**Work order**
Every record must reappear in the answer exactly as given.

======== Dataset records

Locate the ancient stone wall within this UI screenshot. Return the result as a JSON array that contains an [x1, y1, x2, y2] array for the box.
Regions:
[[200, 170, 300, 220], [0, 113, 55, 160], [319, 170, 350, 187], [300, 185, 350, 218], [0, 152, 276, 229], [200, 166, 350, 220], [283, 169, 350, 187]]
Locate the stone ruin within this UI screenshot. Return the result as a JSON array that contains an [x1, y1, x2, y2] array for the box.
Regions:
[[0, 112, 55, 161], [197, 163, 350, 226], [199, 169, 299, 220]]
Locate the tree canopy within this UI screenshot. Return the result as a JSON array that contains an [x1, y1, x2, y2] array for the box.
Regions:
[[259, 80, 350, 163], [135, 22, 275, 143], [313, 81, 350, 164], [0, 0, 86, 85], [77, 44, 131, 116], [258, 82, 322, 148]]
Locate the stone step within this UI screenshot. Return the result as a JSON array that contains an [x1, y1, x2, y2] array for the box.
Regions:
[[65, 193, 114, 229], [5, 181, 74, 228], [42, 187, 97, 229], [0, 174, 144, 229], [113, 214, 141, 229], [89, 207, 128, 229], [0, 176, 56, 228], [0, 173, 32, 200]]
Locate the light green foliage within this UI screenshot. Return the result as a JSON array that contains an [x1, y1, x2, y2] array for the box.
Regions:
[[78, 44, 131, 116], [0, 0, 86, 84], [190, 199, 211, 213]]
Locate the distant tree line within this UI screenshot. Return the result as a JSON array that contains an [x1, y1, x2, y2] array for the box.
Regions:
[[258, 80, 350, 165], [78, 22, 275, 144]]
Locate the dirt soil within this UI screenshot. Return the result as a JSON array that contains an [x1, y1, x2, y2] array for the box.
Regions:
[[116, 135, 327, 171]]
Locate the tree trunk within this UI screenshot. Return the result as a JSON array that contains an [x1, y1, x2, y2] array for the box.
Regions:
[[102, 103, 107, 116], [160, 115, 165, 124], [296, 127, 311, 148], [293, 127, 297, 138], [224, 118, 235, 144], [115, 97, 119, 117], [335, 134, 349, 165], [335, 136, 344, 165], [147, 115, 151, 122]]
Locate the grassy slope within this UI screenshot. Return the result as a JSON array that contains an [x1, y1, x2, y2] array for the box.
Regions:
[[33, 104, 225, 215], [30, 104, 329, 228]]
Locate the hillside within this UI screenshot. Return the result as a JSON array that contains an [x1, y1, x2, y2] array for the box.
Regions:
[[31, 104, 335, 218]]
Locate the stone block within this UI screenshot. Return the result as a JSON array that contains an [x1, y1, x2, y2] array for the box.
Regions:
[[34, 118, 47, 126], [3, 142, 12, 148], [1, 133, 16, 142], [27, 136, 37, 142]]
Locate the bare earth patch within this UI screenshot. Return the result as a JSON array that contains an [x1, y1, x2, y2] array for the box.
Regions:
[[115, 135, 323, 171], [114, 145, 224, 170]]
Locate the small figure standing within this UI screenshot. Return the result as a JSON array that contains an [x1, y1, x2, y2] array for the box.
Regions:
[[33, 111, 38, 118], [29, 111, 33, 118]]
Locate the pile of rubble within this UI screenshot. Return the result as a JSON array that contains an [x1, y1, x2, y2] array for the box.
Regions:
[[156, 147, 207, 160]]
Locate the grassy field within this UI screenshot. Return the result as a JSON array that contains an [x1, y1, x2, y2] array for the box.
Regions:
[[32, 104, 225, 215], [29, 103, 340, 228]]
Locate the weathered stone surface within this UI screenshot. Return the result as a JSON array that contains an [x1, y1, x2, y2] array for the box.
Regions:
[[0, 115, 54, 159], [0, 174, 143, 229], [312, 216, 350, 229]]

================

**Answer area**
Locate the ancient stone wall within this UI screenshot. Return the result as a JSON array that contains an [x1, y1, x2, y2] array for the box.
Regions:
[[200, 170, 300, 220], [0, 113, 55, 160], [319, 170, 350, 187], [300, 185, 350, 218], [0, 152, 276, 229], [200, 166, 350, 220], [283, 169, 350, 187]]
Locate the stone ruin within this UI screenshot. Return the result as a JSON array that contains an [x1, y1, x2, y2] array for the box.
Regions:
[[0, 112, 55, 161], [197, 163, 350, 226], [199, 169, 299, 220]]
Locate the tree canopy within this UI screenshot. Return the result as a JSON array that contains an [x1, y1, x2, y2] array for the box.
Regions:
[[259, 80, 350, 163], [135, 22, 275, 143], [313, 81, 350, 164], [0, 0, 86, 85], [77, 44, 131, 116], [258, 82, 322, 148]]
Locate the stone step within this UI screenshot. Return the result as a JSON array that contains an [x1, y1, x2, y2] array for the box.
Regions:
[[65, 193, 114, 229], [5, 181, 74, 228], [42, 187, 97, 229], [0, 174, 144, 229], [113, 214, 141, 229], [89, 207, 128, 229], [0, 176, 56, 228], [0, 173, 32, 200]]
Locate the light green foliage within this UI screenshot. Return the result as a JSON array that contains an [x1, y1, x2, y2] array for the box.
Regions:
[[78, 44, 131, 116], [0, 0, 86, 84], [190, 199, 211, 213]]
Locate the distant tree line within this UI screenshot. Return the result as a JSON array that contains an [x1, y1, x2, y2] array for the box.
Regions:
[[258, 80, 350, 165], [78, 22, 275, 144]]
Locate the dirt soil within this UI screenshot. Return the result as a JSON array that contains an [x1, y1, x2, y2] array for the box.
Regions:
[[116, 135, 327, 171]]
Locate the tree trunk within this UI screenshot. Return the result as a JSON array that contains an [x1, y1, x2, y2] array for the box.
Regions:
[[102, 103, 107, 116], [160, 115, 165, 124], [296, 127, 311, 148], [293, 127, 297, 138], [224, 118, 235, 144], [115, 97, 119, 117], [335, 134, 349, 165], [335, 136, 344, 165], [147, 115, 151, 122]]
Locate the grassy slope within this UI screenshot. Return the result as a JSON array that contains an [x1, y1, x2, y2] array for the box.
Regions:
[[33, 104, 225, 215], [30, 104, 329, 228]]
Locate the hillside within this UI screenshot. Return the result as a JSON array that contains an [x1, y1, x2, y2] array for the box.
Regions:
[[31, 104, 335, 218]]
Locate the stone block within this UI screenshot. Return the result as a JSON array that contains an [x1, y1, x2, y2] array for the box.
Regions:
[[34, 118, 47, 126], [3, 142, 12, 148], [1, 133, 16, 142], [27, 136, 37, 142]]
Locate the bare earth patch within this UI screenshot. Return the result as a JSON array that contains an [x1, y1, x2, y2] array for the box.
Regions:
[[115, 135, 323, 171], [114, 145, 224, 170]]
Locate the small figure standing within this UI screenshot. Return the result as a JSON array that contains an [x1, y1, x2, y2] array for the box.
Regions:
[[33, 111, 38, 118], [29, 111, 33, 118]]
Locate the pile of rubble within this UI screenshot. Return the result as a JSON array that contains an [x1, y1, x2, y2] array for the box.
Regions:
[[156, 147, 207, 160]]
Locate the grassy field within this UI screenshot. Return the result as a JSON array that contains an [x1, y1, x2, y2] array for the box.
Regions:
[[32, 104, 225, 215], [29, 103, 340, 228]]
Locate the weathered stone surface within this UI screenshot. Return the result as a JSON array that contains an [x1, y1, x2, y2] array for the box.
Regions:
[[0, 115, 54, 159], [0, 174, 143, 229], [312, 216, 350, 229]]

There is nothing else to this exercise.